| Teks bacaan |
_ _ _

Saat saya berada di anjungan Indonesia di Pasar Film Festival Film Cannes (FFC) ke-64 beberapa hari lalu, datanglah seorang distributor film mewakili sebuah perusahaan di Eropa. Gope Samtani, pengurus Persatuan Produser Film Indonesia (PPFI), yang tengah bertugas sebagai "penjaga" anjungan, menerima sang distributor dan terlibat dalam pembicaraan singkat. Intinya, sang distributor menanyakan mengapa tak ada calon pembeli dari Indonesia yang datang pada acara presentasi yang dilakukan sang distributor. Padahal undangan sudah dikirimkan.
Beberapa jam sebelumnya, sang distributor memang menggelar forum untuk menjajakan beberapa film yang diedarkan perusahaannya. Gope Samtani memberikan penjelasan yang masuk akal. Sang distributor menerima dengan maklum, lalu beranjak pergi. "Ini salah satu pertanda bahwa transaksi di Pasar Film FFC tahun ini agak sepi," ujar Gope, tak lama setelah sang distributor meninggalkan anjungan Indonesia.
"Banyak distributor seperti memelas mencari calon pembeli agar mau melirik dagangan mereka," kata Gope, yang sudah malang-melintang di ajang FFC puluhan tahun, sehingga sangat memahami perilaku para distributor dan pembeli di festival paling meriah sedunia itu.
Kemeriahan itu memang agak meredup di FFC ke-64 ini. Belum ada data resmi dari penyelenggara Pasar Film yang bisa menjadi rujukan mengenai gambaran kondisi sesungguhnya. Namun situasi meredup itu dapat dirasakan. Lalu lalang orang di lokasi Pasar Film di lantai dasar Palais des Festivals (gedung utama penyelenggaraan FFC) tidak sehiruk-pikuk tahun-tahun sebelumnya.
Sejumlah anjungan juga terlihat sepi. Hanya ada seorang penjaga di sana, berharap ada pengunjung yang bersedia bertandang melongok-longok film yang dijajakan. Salah satu penyumbang sepinya Pasar Film adalah berkurangnya peserta dari Jepang, baik distributor maupun pembeli. Hal ini merupakan dampak nyata dan langsung gempa bumi serta tsunami yang menghantam sebagian wilayah Negeri Sakura pada 11 Maret lalu.
"Saya tahu ada beberapa produser Jepang yang menyatakan tak akan datang tahun ini, kendati mereka telah mendaftar ke panitia penyelenggara FFC beberapa pekan sebelum tsunami melanda," ujar Atsuko, wartawati dari Jepang, yang sudah lebih dari 10 kali hadir di FFC.
Pengelola Pasar Film mendata hampir 8.000 peserta dari 3.400 perusahaan film yang berasal dari 50 negara ikut meramaikan pasar tersebut. Menurut Direktur Pasar Film Jerome Paillard, angka itu menunjukkan peningkatan dibanding tiga tahun berturut-turut sebelumnya.

_ _ _

| Tantangan |
A. Ringkaslah teks tentang Pasar Film Festival Film Cannes dalam dua kalimat.
B. Sebutkan semua orang yang disebut namanya dalam teks tentang Pasar Film Festival Film Cannes.
C. Tuliskan lanjutan teks tentang Pasar Film Festival Film Cannes, dimulai setelah kalimat terakhirnya.

_ _ _

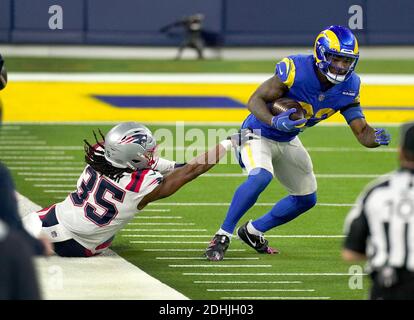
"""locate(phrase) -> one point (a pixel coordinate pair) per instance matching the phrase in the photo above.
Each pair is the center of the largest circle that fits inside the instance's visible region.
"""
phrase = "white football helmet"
(130, 145)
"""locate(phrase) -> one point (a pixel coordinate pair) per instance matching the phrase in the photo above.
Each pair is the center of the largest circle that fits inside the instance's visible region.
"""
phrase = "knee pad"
(306, 202)
(260, 178)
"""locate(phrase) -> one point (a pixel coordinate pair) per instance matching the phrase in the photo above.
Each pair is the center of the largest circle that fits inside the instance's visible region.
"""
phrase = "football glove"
(282, 121)
(382, 137)
(242, 137)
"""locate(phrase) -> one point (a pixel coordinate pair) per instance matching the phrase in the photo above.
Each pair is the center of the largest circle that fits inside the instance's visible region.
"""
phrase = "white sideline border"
(106, 277)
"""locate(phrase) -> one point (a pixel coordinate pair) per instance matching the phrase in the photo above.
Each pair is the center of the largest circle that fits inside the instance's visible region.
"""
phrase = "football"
(283, 104)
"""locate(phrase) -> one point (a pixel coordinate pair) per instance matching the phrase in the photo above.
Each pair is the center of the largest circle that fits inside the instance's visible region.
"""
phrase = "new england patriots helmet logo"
(137, 138)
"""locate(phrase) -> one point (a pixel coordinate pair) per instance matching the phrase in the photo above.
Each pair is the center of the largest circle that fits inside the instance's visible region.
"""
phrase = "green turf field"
(29, 64)
(46, 161)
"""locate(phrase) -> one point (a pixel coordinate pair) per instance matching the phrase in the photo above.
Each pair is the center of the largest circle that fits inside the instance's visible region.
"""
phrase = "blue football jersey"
(298, 73)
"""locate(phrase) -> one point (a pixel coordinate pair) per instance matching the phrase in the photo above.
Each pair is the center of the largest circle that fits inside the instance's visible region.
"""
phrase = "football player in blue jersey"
(323, 83)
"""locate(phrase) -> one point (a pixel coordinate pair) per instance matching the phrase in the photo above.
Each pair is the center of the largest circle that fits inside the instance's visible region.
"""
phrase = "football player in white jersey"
(121, 177)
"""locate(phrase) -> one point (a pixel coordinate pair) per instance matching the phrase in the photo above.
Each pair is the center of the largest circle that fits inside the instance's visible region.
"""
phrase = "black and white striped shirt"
(381, 225)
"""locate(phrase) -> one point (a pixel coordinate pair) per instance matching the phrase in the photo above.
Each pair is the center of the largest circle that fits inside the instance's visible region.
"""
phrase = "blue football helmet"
(336, 53)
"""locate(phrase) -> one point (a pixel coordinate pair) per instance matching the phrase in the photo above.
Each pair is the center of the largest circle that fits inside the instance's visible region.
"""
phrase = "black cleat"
(258, 243)
(217, 248)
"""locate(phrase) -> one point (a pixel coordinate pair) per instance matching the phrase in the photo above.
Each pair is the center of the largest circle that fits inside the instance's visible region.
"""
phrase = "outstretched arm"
(268, 91)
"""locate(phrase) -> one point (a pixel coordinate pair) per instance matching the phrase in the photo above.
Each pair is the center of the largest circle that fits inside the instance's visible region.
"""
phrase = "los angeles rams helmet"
(130, 145)
(335, 41)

_ _ _

| Jawaban tertulis |
A. Pasar Film Festival Film Cannes ke-64 terasa lebih sepi daripada tahun-tahun sebelumnya: lalu lalang orang berkurang, sejumlah anjungan lengang, dan menurut Gope Samtani banyak distributor seperti memelas mencari calon pembeli. Salah satu penyebabnya adalah berkurangnya peserta dari Jepang akibat gempa bumi dan tsunami 11 Maret, meskipun pengelola pasar mendata hampir 8.000 peserta dari 3.400 perusahaan film asal 50 negara, angka yang menurut Jerome Paillard menunjukkan peningkatan.

B. Gope Samtani, Atsuko, Jerome Paillard

C.
Tapi jumlah peserta itu tak serta-merta berbanding lurus dengan transaksi nyata yang akan terjadi di sana. Belum lagi kemungkinan pembatalan bagi mereka yang sudah mendaftar, seperti yang dikatakan wartawati Jepang tersebut.
Indonesia boleh dibilang masih cukup beruntung karena bisa hadir di Cannes, meski anjungan Indonesia tak sesemarak tahun-tahun sebelumnya. Anjungan Indonesia yang dikelola PPFI itu membawa 12 film dari lima perusahaan. Dari jumlah itu, tiga judul-Taring, Air Terjun Pengantin, dan Jenglot Pantai Selatan-sudah dijual oleh Gope Samtani kepada distributor asal Jerman. Sementara itu, satu distributor untuk wilayah Peru, Ekuador, dan Bolivia membeli dua judul produksi PT Rapi Films: Taring dan Kereta Hantu Manggarai.
Menurut Gope, semula dia mematok harga US$ 25 ribu per judul. Tapi ditawar hanya US$ 5.000 per judul oleh distributor Jerman itu, dengan alasan ini merupakan pengalaman pertama mereka mengedarkan film horor Indonesia kepada penonton Jerman. Selain itu, mereka masih perlu mengeluarkan dana tambahan untuk menyediakan teks terjemahan (subtitle).
Setelah berunding cukup alot, sang distributor Jerman bersedia menaikkan harga menjadi US$ 7.000 per judul untuk masa edar lima tahun. Jika nanti mereka juga mengedarkan untuk televisi dan video, akan ada tambahan berupa royalti bagi si pemilik film.
Bagi Gope, untuk tahap awal, tak jadi masalah Indonesia mengalah dalam perundingan harga. "Ini akan kita jadikan pembuka jalan dan mengecek situasi," katanya. "Jika nanti ternyata ada pasar bagi film-film horor Indonesia, tentu kita bisa meningkatkan posisi tawar dalam perundingan mendatang."
Ya, mungkin juga sikap "pelit" distributor Jerman itu cermin lain lesunya situasi transaksi di Pasar Film FFC, sehingga sang distributor mengantisipasinya dengan mengambil posisi tawar yang paling menguntungkan baginya. Potret lebih terperinci mengenai kondisi transaksi di Pasar Film baru akan tampil nyata saat FFC berakhir pada 22 Mei.